Material for this task
▼▼▼

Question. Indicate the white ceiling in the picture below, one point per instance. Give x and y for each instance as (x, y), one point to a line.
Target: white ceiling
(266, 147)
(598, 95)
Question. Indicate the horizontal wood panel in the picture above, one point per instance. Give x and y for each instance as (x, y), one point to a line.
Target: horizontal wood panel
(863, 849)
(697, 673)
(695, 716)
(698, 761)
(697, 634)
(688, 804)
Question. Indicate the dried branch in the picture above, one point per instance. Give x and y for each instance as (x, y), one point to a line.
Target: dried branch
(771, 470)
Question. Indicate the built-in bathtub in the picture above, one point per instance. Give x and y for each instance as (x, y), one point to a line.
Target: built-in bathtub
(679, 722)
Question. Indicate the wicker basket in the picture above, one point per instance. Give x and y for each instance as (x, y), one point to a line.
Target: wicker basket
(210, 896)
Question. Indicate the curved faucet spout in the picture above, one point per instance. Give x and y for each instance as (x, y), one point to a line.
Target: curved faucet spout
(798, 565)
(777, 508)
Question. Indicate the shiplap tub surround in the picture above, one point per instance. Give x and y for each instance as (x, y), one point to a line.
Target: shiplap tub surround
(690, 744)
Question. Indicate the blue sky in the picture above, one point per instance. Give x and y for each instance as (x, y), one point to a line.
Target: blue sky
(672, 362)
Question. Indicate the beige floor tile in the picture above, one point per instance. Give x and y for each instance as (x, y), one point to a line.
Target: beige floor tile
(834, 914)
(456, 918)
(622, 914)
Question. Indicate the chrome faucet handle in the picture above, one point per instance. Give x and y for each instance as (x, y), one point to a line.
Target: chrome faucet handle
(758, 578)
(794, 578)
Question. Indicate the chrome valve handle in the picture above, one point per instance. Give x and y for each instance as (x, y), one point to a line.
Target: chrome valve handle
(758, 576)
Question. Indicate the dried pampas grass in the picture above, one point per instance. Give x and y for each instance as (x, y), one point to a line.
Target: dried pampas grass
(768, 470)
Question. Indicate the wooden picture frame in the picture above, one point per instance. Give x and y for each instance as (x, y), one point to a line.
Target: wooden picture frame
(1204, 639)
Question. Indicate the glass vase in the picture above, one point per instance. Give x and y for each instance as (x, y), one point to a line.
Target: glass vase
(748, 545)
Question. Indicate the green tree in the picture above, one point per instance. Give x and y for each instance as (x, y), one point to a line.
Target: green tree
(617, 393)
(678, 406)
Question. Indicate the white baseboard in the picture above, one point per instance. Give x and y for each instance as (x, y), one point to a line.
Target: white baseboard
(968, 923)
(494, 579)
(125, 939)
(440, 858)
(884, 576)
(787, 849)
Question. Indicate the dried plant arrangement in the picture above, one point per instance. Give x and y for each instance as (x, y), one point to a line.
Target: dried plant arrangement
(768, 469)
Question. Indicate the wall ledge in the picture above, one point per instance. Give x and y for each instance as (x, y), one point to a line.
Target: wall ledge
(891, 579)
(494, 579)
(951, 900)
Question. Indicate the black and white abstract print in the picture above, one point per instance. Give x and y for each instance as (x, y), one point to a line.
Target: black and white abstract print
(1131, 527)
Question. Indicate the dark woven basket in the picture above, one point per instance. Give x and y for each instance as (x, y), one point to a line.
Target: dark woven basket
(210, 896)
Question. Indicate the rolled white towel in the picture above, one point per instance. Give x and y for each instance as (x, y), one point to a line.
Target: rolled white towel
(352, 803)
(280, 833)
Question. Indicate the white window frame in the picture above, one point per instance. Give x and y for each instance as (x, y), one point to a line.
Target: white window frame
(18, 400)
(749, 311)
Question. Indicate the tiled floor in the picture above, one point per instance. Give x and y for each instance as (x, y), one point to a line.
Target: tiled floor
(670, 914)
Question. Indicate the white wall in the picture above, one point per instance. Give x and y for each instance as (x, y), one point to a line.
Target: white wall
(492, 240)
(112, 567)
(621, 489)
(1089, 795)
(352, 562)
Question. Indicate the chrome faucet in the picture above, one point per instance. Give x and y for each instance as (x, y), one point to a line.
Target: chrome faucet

▲▲▲

Copy every one of the records above word for word, keeping each line as it appears.

Question. Indicate the white ceiling in the picture below, one point per instance. Give x and y for each instance as (x, y), one point to a line.
Target: white ceiling
(266, 147)
(598, 95)
Question. Indicate the horizontal wood panel in the picture above, one point per instance. Give x and y for each instance as (x, y), one point to a line.
Target: horizontal wood panel
(863, 849)
(697, 673)
(695, 716)
(698, 761)
(697, 634)
(688, 804)
Question. Indicate the dried branch in the picture above, one point per instance. Give x and y for each instance as (x, y), one point to a line.
Target: dried branch
(771, 470)
Question. Indicate the built-in bathtub in the picture above, one point per instance. Give x and y for each instance as (x, y), one point to a line.
Target: built-in bathtub
(679, 722)
Question. Indicate the wicker basket in the picture above, one point per instance. Give x and y for each instance as (x, y), one point to a line.
Target: wicker basket
(210, 896)
Question. Indicate the curved faucet spout in the picture above, one point per instance. Give x and y for each instance as (x, y), one point to a line.
Target: curved faucet spout
(798, 565)
(777, 508)
Question. Indicate the shiplap tub surround in the picture above, one point per instance. Give x and y for each instance as (x, y), one point to a line.
Target: shiplap tub surround
(690, 744)
Question. Indicate the blue sky in the picture above, one point per instance. Give x and y for each instance as (x, y), one point to a line.
Target: blue sky
(672, 362)
Question. Indicate the beige floor tile in the picture above, one point per instance. Give x and y for each instance as (x, y), one point to a line.
Target: beige floor tile
(834, 914)
(456, 918)
(622, 914)
Question. Indicate the chrome faucet handle in the picture above, one point per instance. Give x and y for each instance as (x, y), one point to a line.
Target: chrome faucet handle
(758, 578)
(794, 578)
Question. Indicate the chrome valve handle in the picture above, one point per instance. Give x and y for each instance as (x, y), one point to a line.
Target: chrome valve handle
(758, 576)
Question. Indicate the dried pampas grass in the picture above, one point per instance. Give x and y for each instance as (x, y), one point to a line.
Target: dried pampas grass
(768, 470)
Question. Indicate the wooden picture frame in the picture above, one point per instance. Give x and y for each instance as (x, y), one point to a line.
Target: wooden picture frame
(1204, 639)
Question. Indicate the glass vase in the picture above, one point per instance. Give x and y for each instance as (x, y), one point to a line.
Target: glass vase
(748, 545)
Question. Indicate the green tree in the picture above, one point per instance. Give x and y for each instance as (x, y), one point to a line.
Target: green tree
(617, 393)
(678, 406)
Question. Indicate the white baseboard in the picture above, one point per instance. Give x and y for each instance as (x, y), one point to a line.
Target: white baseboard
(968, 923)
(494, 579)
(125, 939)
(440, 858)
(884, 576)
(787, 849)
Question. Indicate the dried plant arrangement in the picture above, one point per instance. Give x and y for each instance as (x, y), one point to a line.
Target: dried plant arrangement
(768, 469)
Question. Indicate the wall ledge in the picture above, one point per instance. Give x and y for each instance as (x, y), one point to a line.
Target: wall ledge
(891, 579)
(494, 579)
(951, 900)
Question. Indicate the black and white abstract print in the picture above, one point per instance. Give x and y for each instance as (x, y), one point to a line.
Target: black and white abstract print
(1131, 527)
Question. Indicate the dark woven basket in the picture above, one point per instance. Give x and y for each instance as (x, y), one point to a line.
Target: dark woven basket
(210, 896)
Question. Indicate the rolled white towel in the picture above, one point per instance. Give x and y for each instance as (x, y), one point to a line.
Target: rolled white towel
(352, 803)
(280, 833)
Question. Indicate the white window frame in the picture above, one point per instance. Give x and y for each instance as (x, y), one point to a line.
Target: white window frame
(18, 400)
(749, 311)
Question. Indicate the tiled floor in the picture above, one point per instance. Give x and y for each instance as (x, y), one point to a line.
Target: tiled floor
(670, 914)
Question. Indicate the white wall in the picture above, one point per instance. Give x and y for each instance as (x, y), one point to a line.
Target: white wall
(492, 240)
(112, 567)
(621, 489)
(1089, 795)
(352, 562)
Question. Indicate the chrome faucet in the picture above, one point per instance. Give x and y for each instance as (x, y), one point to a line.
Target: chrome faucet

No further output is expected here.